> **WRITTEN PROBLEM**: Format the data below as a JSON array of strings, one string per line, leaving out any blank lines.

-- RECORDS start --

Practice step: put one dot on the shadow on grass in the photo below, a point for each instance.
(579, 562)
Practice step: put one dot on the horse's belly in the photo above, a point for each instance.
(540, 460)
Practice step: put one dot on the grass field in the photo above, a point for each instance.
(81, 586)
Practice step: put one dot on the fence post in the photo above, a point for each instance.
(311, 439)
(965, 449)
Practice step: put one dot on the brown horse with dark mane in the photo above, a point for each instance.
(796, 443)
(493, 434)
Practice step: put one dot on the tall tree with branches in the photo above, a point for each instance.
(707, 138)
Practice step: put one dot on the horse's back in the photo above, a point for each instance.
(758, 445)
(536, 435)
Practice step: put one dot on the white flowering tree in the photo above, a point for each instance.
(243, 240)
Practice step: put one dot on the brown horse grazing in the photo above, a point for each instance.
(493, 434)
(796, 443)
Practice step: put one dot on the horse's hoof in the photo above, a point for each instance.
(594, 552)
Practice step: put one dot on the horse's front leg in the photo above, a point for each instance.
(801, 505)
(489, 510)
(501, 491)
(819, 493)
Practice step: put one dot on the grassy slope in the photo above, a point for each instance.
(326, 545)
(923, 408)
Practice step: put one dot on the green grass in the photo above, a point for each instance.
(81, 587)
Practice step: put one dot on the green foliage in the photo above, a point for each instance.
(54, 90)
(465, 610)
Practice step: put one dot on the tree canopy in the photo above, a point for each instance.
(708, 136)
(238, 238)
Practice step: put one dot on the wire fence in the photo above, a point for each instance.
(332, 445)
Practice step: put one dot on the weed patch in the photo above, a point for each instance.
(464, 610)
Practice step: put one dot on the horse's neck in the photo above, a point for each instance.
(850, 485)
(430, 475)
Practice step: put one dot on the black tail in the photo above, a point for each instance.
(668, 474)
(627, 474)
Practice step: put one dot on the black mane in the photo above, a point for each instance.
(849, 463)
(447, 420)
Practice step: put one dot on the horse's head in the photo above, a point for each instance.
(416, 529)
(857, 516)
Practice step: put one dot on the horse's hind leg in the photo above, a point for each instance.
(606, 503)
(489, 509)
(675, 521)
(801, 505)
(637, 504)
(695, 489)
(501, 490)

-- RECORDS end --

> **REPLY**:
[
  "Practice step: put one dot on the shadow on grass in the photo below, a point for each instance.",
  "(579, 562)",
  "Practice step: put one dot on the horse's belly in the photo above, a point for each instance.",
  "(540, 460)",
  "Practice step: put one dot on the grass field in the photo above, a point for each instance.",
  "(81, 586)",
  "Practice step: put one dot on the fence post in the photo above, a point for each instance.",
  "(311, 439)",
  "(965, 449)",
  "Practice step: put one dot on the brown horse with dark mane in the photo above, a point for each instance.",
  "(796, 443)",
  "(493, 434)",
  "Practice step: put one dot on the tall tree with branches in the photo above, a point for each instance.",
  "(707, 138)",
  "Practice step: put one dot on the horse's back in the photo above, a point for each instance.",
  "(758, 445)",
  "(536, 435)",
  "Practice step: put one dot on the white flowering tree in the photo above, a point for each instance.",
  "(243, 240)",
  "Practice step: put one dot on the brown horse grazing in the photo above, a point for each instance.",
  "(493, 434)",
  "(796, 443)",
  "Practice step: put one dot on the horse's hoof in the photo above, a point for each instance.",
  "(594, 552)",
  "Practice step: put one dot on the horse's front leg in the photo above, a point for each instance.",
  "(801, 505)",
  "(489, 510)",
  "(501, 491)",
  "(819, 493)",
  "Practice step: put one dot on the grassy slope in the photo above, a point for each instance.",
  "(326, 545)",
  "(923, 408)",
  "Practice step: put one dot on the green grass in the photo above, a point for each instance.",
  "(81, 587)",
  "Practice step: put one dot on the green foliage in the photo above, a point for each instance.",
  "(54, 90)",
  "(465, 610)",
  "Practice step: put one dot on the tree canopy in the photo above, a point for each instance.",
  "(708, 136)",
  "(238, 238)",
  "Practice step: put one dot on the wire fence in the photo above, a point for each instance.",
  "(332, 445)",
  "Practice step: put one dot on the weed patch in the photo above, a point for each instance.",
  "(464, 610)",
  "Practice step: put one dot on the horse's neck in the photo above, a point for each instance.",
  "(850, 485)",
  "(430, 475)",
  "Practice step: put one dot on the black tail in the photo above, a point for each instance.",
  "(668, 474)",
  "(627, 474)",
  "Practice step: put one dot on the black mane in the photo above, a point for each instance.",
  "(849, 463)",
  "(447, 420)",
  "Practice step: put one dot on the horse's head in the photo above, a point for each instance.",
  "(416, 529)",
  "(857, 516)",
  "Practice step: put one dot on the horse's hind leg in the photo above, a point for each instance.",
  "(606, 503)",
  "(489, 509)",
  "(675, 521)",
  "(801, 505)",
  "(637, 504)",
  "(695, 489)",
  "(501, 490)"
]